_Aim A_
In the passage on the compulsory counterclaim rule, what does the quoted court of appeals statement call that rule a codification of?

— BEGIN Supplied text —

As discussed further below, this is analogous to the basis for the doctrine of res judicata. For this reason, this Court has often spoken of the underpinnings of the compulsory counterclaim rule utilizing terms usually associated with res judicata, noting that a particular claim was "barred" by the failure to assert it as a counterclaim.1 As the court of appeals stated in taking this approach in Beasley v. Mironuck, 877 S.W.2d 653, 656 (Mo.App. E.D. 1994):

The compulsory counterclaim rule is simply the codification of the principles of res judicata and collateral estoppel. Claims and issues which could have been litigated in a prior adjudicated action are precluded in a later action between the same parties or those in privity with them.

— END Supplied text —
— BEGIN Dataset rows —

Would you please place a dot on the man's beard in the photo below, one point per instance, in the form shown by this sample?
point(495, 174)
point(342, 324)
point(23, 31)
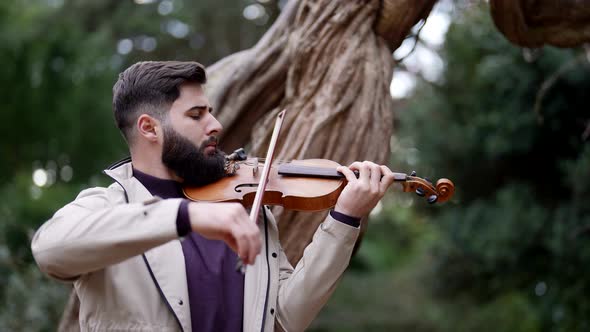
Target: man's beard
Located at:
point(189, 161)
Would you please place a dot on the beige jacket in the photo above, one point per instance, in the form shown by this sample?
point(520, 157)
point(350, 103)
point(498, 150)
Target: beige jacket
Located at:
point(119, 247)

— END Dataset rows —
— BEGIN Dataset rows —

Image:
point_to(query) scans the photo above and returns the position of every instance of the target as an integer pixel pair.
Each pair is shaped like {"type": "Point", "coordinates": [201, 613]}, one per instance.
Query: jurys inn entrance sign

— END Dataset rows —

_Aim B_
Rewrite the records starting with the line that contains "Would you please place a dot on the beige" and going on through the line that contains "point(119, 247)", changing "beige jacket" to "brown coat" and keeping everything else the same.

_Task solution A_
The principles of res judicata and collateral estoppel.

_Task solution B_
Would you please place a dot on the brown coat in the photo above, one point per instance, in the form shown by this sample?
point(520, 157)
point(350, 103)
point(498, 150)
Target: brown coat
Located at:
point(119, 247)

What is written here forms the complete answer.